■ Zu erledigen ■
Ändern Sie sämtliche Einträge, indem Sie "point-based localization" überall durch "point-based detection" ersetzen und alles Übrige unverändert lassen. Die Bilder lassen Sie in Ihrer Ausgabe weg.
========================================
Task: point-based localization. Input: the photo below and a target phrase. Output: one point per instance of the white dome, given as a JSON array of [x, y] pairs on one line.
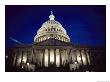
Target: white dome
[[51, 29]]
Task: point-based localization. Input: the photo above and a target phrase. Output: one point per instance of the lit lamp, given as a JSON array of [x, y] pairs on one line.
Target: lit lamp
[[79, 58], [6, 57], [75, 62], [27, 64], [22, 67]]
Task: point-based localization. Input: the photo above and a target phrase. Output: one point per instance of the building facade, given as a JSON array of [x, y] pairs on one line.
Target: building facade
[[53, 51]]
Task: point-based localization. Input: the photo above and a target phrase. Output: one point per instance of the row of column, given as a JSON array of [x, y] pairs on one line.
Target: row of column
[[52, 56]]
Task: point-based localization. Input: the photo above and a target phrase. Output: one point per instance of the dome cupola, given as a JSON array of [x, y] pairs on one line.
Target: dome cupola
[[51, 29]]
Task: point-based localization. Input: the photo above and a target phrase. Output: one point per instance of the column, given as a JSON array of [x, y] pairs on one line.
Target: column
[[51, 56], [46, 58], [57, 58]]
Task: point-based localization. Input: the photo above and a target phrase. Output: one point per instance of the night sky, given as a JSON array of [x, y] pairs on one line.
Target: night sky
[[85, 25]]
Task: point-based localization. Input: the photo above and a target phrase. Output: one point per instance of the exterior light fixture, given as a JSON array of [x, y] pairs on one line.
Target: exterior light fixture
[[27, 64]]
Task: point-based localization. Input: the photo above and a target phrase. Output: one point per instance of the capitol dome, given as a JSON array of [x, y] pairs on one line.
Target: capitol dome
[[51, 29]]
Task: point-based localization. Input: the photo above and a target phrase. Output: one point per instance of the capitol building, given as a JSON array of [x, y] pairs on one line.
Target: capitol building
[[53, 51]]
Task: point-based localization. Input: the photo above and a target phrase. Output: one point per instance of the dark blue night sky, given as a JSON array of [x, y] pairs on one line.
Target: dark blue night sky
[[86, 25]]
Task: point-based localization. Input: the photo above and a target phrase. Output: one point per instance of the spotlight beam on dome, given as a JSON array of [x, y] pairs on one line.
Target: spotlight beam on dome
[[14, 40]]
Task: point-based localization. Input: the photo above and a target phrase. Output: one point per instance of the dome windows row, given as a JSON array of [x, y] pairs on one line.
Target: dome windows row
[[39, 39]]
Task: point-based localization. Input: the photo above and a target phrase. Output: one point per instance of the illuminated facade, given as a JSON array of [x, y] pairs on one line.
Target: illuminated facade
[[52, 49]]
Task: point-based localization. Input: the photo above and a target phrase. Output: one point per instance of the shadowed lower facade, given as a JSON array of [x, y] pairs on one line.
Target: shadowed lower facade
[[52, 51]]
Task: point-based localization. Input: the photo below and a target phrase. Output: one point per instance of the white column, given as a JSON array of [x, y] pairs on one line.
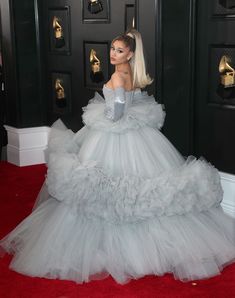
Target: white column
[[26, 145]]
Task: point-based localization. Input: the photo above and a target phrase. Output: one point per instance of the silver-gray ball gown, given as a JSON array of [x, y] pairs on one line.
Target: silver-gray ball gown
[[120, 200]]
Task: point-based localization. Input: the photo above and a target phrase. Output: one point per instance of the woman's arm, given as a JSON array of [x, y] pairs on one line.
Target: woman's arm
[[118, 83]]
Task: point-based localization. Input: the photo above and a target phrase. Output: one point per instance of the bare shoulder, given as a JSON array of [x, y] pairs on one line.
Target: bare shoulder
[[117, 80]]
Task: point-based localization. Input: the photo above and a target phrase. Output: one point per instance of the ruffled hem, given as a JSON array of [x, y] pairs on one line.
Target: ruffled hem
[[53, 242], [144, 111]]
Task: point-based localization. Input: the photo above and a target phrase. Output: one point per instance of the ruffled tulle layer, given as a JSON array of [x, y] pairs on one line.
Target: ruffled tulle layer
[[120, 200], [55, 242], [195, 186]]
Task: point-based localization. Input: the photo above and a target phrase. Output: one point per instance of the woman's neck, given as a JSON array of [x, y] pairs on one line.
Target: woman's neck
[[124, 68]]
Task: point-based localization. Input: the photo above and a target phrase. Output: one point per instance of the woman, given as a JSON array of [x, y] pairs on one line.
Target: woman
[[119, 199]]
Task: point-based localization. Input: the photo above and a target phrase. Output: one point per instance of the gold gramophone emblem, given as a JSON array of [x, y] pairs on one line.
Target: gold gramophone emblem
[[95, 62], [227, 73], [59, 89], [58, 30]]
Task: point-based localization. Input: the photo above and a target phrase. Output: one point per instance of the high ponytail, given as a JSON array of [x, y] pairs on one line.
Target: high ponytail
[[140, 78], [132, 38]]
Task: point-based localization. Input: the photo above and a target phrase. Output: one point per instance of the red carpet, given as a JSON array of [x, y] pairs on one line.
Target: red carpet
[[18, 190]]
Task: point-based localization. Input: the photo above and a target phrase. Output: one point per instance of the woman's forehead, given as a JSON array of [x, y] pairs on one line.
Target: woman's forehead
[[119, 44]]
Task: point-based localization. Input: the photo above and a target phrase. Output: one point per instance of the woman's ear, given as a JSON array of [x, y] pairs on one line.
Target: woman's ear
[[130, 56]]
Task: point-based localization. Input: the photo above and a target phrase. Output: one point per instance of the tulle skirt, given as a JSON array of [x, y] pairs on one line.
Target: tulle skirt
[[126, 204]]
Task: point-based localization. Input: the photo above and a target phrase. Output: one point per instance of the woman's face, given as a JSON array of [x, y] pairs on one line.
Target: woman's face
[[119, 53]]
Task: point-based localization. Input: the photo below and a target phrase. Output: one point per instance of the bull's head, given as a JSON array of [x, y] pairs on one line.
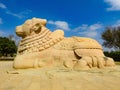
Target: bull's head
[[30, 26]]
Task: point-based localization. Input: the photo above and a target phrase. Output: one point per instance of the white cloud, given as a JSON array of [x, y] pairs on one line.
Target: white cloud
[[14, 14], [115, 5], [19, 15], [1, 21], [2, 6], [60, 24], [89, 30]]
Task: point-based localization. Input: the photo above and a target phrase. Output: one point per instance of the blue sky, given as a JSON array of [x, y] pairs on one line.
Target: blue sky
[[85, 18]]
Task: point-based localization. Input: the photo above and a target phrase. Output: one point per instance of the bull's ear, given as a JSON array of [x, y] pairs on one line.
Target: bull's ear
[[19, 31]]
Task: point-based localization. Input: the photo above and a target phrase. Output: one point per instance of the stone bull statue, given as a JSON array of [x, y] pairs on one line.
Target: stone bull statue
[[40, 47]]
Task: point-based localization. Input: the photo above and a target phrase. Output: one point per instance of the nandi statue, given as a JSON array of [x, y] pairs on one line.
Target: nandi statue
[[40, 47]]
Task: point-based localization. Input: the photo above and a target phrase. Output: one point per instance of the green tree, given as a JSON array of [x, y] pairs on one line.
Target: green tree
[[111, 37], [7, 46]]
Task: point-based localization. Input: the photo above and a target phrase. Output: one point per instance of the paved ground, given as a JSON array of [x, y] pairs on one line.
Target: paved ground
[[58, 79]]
========================================
■ Die Ausgabe ■
Task: point-based detection. Input: the photo below and a target phrase. Output: one point per instance of the white dome, given as a JSON array of [x, y] pairs on one line.
Target: white dome
[[51, 29]]
Task: point-based detection. Input: the photo above and a target phrase. Output: one point per instance of the lit lamp, given as a JSON array of [x, y] pairs on one line.
Target: lit lamp
[[79, 58], [6, 57], [75, 62], [27, 64], [22, 67]]
Task: point-based detection. Input: the photo above and a target phrase. Output: one point per instance of the building facade, given as a JSON array of [x, y] pairs on one line.
Target: building facade
[[53, 51]]
Task: point-based detection. Input: the photo above and a target phrase. Output: one point per instance of the row of column, given as a JSON array of [x, y] pairs on one line.
Target: row of column
[[52, 56]]
Task: point-based detection. Input: the photo above and a target phrase. Output: one point per instance of the dome cupola, given as a JSON array of [x, y] pairs on one line.
Target: dome cupola
[[51, 29]]
Task: point-based detection. Input: the photo above and a target phrase. Output: one point per instance of the column, given as a JSON array of [x, y] pairs on one line.
Target: column
[[51, 56], [46, 58], [57, 58]]
Task: point-based detection. Input: the photo above and a target phrase. Output: one point per instance of the night sky, given as a JSON array of [x, y] pairs on one line.
Target: night sky
[[85, 25]]
Task: point-based detection. Input: the photo above and a target phrase. Output: one point per instance of the exterior light fixture, given as a JSON array of [x, y] pairs on one line.
Target: exterior light fixture
[[27, 64]]
Task: point-based detection. Input: the photo above and a target phrase. Output: one point per instance of the capitol dome, given as a JSON array of [x, y] pairs on one line.
Target: capitol dome
[[51, 29]]
Task: point-based detection. Input: the photo above and a target phrase. Output: one point per instance of the capitol building, given as a JSON array of [x, y] pairs on one line.
Target: capitol building
[[53, 51]]
Task: point-based detection. Input: the photo above and a target phrase. Output: one point per instance of the dark blue night sky, given as a JSON array of [x, y] pairs on one line.
Target: dark blue night sky
[[86, 25]]
Task: point-based detection. Input: the photo above and a target phrase. Output: one point per instance of the spotlight beam on dome, given as a JSON array of [x, y] pairs on one line.
Target: spotlight beam on dome
[[14, 40]]
Task: point-based detection. Input: the photo above and a target phrase. Output: one point per instance of the dome windows row, given as a JSON array of [x, y] pairs on one line.
Target: dome windows row
[[39, 39]]
Task: point-based detection. Input: the photo above and a target phrase. Output: one point per instance of the illuminated facade, given as a JSON array of [x, y] pairs on one line.
Target: illuminated facade
[[52, 49]]
Task: point-based detection. Input: the photo above and a target phrase. Output: one point per instance of the shadowed lower facade, given as a JSON array of [x, y] pairs on one line.
Target: shadowed lower facade
[[52, 51]]
Task: point-based detection. Input: the photo below and a target phrase. Output: one point per instance of the white column, given as a JSON array of [x, y] pairs on one line.
Target: white column
[[26, 145]]
Task: point-based detection. Input: the photo above and a target phrase. Output: one point per instance of the silver-gray ball gown, given as a JSON array of [x, y] pairs on one line.
Target: silver-gray ball gown
[[120, 200]]
Task: point-based detection. Input: the photo above and a target phrase. Output: one point per instance of the woman's arm, given as a JSON array of [x, y] pairs on one line.
Target: woman's arm
[[118, 83]]
Task: point-based detection. Input: the photo above and a target phrase. Output: one point per instance of the bare shoulder, given as a JSON array of [x, y] pairs on one line.
Target: bare shoulder
[[117, 80]]
Task: point-based detection. Input: the photo above and a target phrase. Output: one point per instance of the ruffled hem, given as a JSON array of [x, y] pairs on one line.
Target: ruffled hem
[[53, 242], [144, 111]]
Task: point-based detection. Input: the photo above and a target phrase. Output: one point per instance of the ruffled tulle layer, given as a JSON array of [x, y] pairs on one line.
Target: ruffled tulle layer
[[120, 200], [55, 242], [195, 186]]
Task: point-based detection. Input: the photo above and a target phrase. Output: one point per instance of the woman's neck, given as a JSON array of [x, y] pairs on one line.
Target: woman's neck
[[124, 68]]
Task: point-based detection. Input: the photo above and a target phrase. Output: one point per instance of the woman, given as a JSON array of [x, y] pairs on one line.
Target: woman
[[119, 199]]
Task: point-based detection. Input: the photo above and a target phrase. Output: one point per instance of the gold gramophone emblem, given as a JSON array of [x, y] pairs on one line.
Target: gold gramophone emblem
[[95, 62], [227, 73], [59, 89], [58, 30]]
Task: point-based detection. Input: the photo above and a target phrase. Output: one point per instance of the high ponytail, given as a JSON array of [x, y] pairs on one line.
Target: high ponytail
[[140, 78], [132, 38]]
Task: point-based detection. Input: the photo above and a target phrase. Output: one point per instance of the red carpet, given as a JSON array of [x, y] pairs on one line.
Target: red carpet
[[18, 190]]
Task: point-based detection. Input: the photo above and a target phrase. Output: one point per instance of the woman's forehead, given as a JSON array of [x, y] pairs on one line.
Target: woman's forehead
[[119, 44]]
Task: point-based detection. Input: the photo above and a target phrase. Output: one point per instance of the woman's ear, given as a JSON array of [x, y] pairs on one line.
Target: woman's ear
[[130, 56]]
Task: point-based detection. Input: the photo above and a target phrase. Output: one point per instance of the tulle skirt, given as a JSON array of [x, y] pairs on one line.
Target: tulle skirt
[[126, 204]]
Task: point-based detection. Input: the photo above and a target phrase. Output: one point per instance of the woman's face, given as a JSON array of [x, y] pairs on one line.
Target: woman's face
[[119, 53]]
Task: point-based detection. Input: the photo below and a target phrase. Output: one point per instance of the bull's head, given as a JSON array of [x, y] pairs on one line.
Target: bull's head
[[30, 26]]
Task: point-based detection. Input: the photo above and a target phrase. Output: one point per instance of the white cloud, given as a JSON array of [x, y] pairs on one line.
Target: white cloud
[[14, 14], [115, 5], [19, 15], [1, 21], [2, 6], [60, 24], [89, 30]]
Task: point-based detection. Input: the photo above and a target phrase. Output: one point per instance of the blue sky, given as a JSON array of [x, y] pairs on one line.
Target: blue sky
[[85, 18]]
Task: point-based detection. Input: the photo above and a target phrase. Output: one point per instance of the bull's ear, given as a JSON array of [x, y] pairs on one line.
Target: bull's ear
[[19, 31]]
Task: point-based detection. Input: the photo above and a target phrase. Output: one point per instance of the stone bull statue, given as a JSON array of [x, y] pairs on one line.
Target: stone bull statue
[[40, 47]]
Task: point-based detection. Input: the photo above and a target phrase. Output: one point per instance of the nandi statue, given as a JSON array of [x, y] pairs on one line.
Target: nandi statue
[[40, 47]]
Task: point-based detection. Input: the photo above and a target phrase. Output: one point per instance of the green tree, given as a JSON array of [x, y] pairs on one line.
Target: green tree
[[111, 37], [7, 46]]
Task: point-based detection. Input: the photo above and a target phrase. Output: one point per instance of the paved ground, given as a JSON array of [x, y] pairs on one line.
Target: paved ground
[[58, 79]]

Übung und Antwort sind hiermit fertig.